What is asked: Reproduce every one of the entries below word for word, leaving out the pictures.

Supplied data:
═══
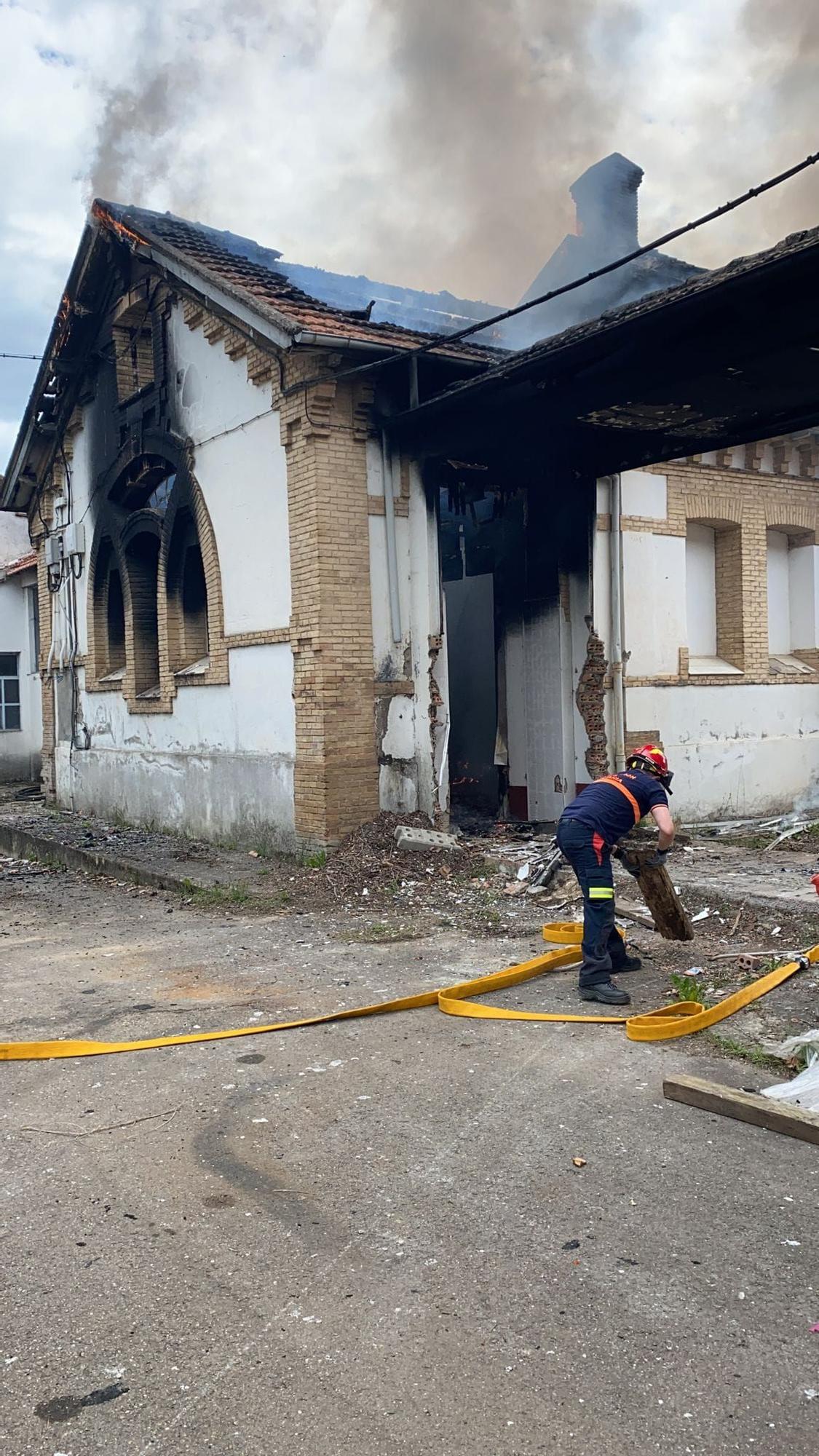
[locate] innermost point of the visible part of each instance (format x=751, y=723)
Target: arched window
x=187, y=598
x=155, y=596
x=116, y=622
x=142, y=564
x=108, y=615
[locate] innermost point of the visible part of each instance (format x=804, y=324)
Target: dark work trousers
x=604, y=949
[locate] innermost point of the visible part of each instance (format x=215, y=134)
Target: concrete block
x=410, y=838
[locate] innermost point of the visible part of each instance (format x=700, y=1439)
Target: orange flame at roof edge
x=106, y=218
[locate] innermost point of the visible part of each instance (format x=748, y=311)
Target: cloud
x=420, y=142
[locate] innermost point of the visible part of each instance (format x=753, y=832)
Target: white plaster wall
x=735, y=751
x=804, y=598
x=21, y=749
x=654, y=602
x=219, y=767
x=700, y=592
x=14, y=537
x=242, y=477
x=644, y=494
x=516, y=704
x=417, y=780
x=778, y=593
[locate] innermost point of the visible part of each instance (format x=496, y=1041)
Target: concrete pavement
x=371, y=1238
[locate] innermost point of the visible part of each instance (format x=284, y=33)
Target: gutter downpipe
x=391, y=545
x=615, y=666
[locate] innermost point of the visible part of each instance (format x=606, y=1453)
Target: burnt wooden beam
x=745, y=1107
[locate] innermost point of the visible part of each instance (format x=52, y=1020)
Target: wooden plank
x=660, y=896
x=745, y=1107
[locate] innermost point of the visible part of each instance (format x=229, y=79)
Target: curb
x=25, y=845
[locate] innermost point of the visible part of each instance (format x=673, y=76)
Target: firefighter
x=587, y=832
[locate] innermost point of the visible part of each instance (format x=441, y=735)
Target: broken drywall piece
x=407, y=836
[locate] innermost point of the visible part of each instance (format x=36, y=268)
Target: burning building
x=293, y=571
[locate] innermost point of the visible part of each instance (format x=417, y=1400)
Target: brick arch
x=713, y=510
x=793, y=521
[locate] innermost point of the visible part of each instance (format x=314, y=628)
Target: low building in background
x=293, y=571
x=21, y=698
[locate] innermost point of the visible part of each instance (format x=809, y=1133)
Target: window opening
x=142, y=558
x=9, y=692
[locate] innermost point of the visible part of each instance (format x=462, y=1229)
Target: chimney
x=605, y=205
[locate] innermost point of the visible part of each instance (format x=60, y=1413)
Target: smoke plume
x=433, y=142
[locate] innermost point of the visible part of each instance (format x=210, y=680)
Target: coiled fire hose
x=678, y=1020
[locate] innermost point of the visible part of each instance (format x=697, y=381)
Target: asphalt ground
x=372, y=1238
═══
Result of this exercise:
[locate] innermost point of the visible part of each instance (format x=751, y=723)
Target: arched window
x=187, y=598
x=155, y=596
x=116, y=622
x=142, y=564
x=108, y=615
[locate] innermost point of the visible part of each instance (format x=804, y=324)
Target: dark work trousers
x=604, y=949
[locate] innermost point of the visible part of each instance (format x=215, y=134)
Target: concrete block
x=410, y=838
[locate] innermost point of the visible part of each instance (format x=700, y=1439)
Target: orange flame at roof edge
x=106, y=218
[locate] innermost point of the visible part of each instance (format x=748, y=311)
Target: cloud
x=420, y=142
[locate] innermost point of the visible part of each instance (format x=753, y=832)
Target: white plaster wall
x=735, y=751
x=804, y=598
x=21, y=749
x=654, y=602
x=219, y=767
x=700, y=592
x=14, y=537
x=242, y=477
x=644, y=494
x=516, y=704
x=417, y=780
x=778, y=593
[locate] innermost point of the visible part of each instance (format x=496, y=1041)
Target: concrete pavement
x=371, y=1238
[locate] innermost point of the visible part of each instance (format x=284, y=33)
Target: gutter downpipe
x=391, y=545
x=615, y=666
[locate] innermost point of the visible part of each instance (format x=606, y=1453)
Target: burnt wooden beam
x=745, y=1107
[locate] innermost point of the visible part of each instance (format x=52, y=1020)
Target: wooden plank
x=660, y=896
x=745, y=1107
[locate] innermost point of the visible part of each instance (format x=229, y=79)
Target: curb
x=25, y=845
[locate] innermost point of the visible part of each instance (format x=673, y=76)
Target: firefighter
x=587, y=832
[locate] innermost point of the visible part of each instance (format x=441, y=735)
Target: broken drywall piece
x=407, y=836
[locate] innermost point of the visible part of each instance (format x=36, y=268)
Target: burning building
x=293, y=571
[locate] innermost point of the visible part of each instance (format x=417, y=1400)
Target: brick arch
x=713, y=510
x=793, y=521
[locate] innermost point of the visible part of each instance (format x=314, y=628)
Target: low building in background
x=293, y=571
x=21, y=698
[locate] innermost point of the visible part of each instance (format x=809, y=1133)
Target: window opening
x=142, y=558
x=9, y=692
[locate] innermost point of the visible part of each instance (format x=462, y=1229)
Target: chimney
x=605, y=205
[locate] innermost point of the visible part of each instance (format x=60, y=1413)
Target: smoke plume
x=433, y=142
[locate] innermost point of the visible part of each instance (format x=210, y=680)
Target: coiled fire hose
x=678, y=1020
[locate] innermost point of the visible part of each instance (format x=697, y=381)
Target: asphalt ground
x=372, y=1238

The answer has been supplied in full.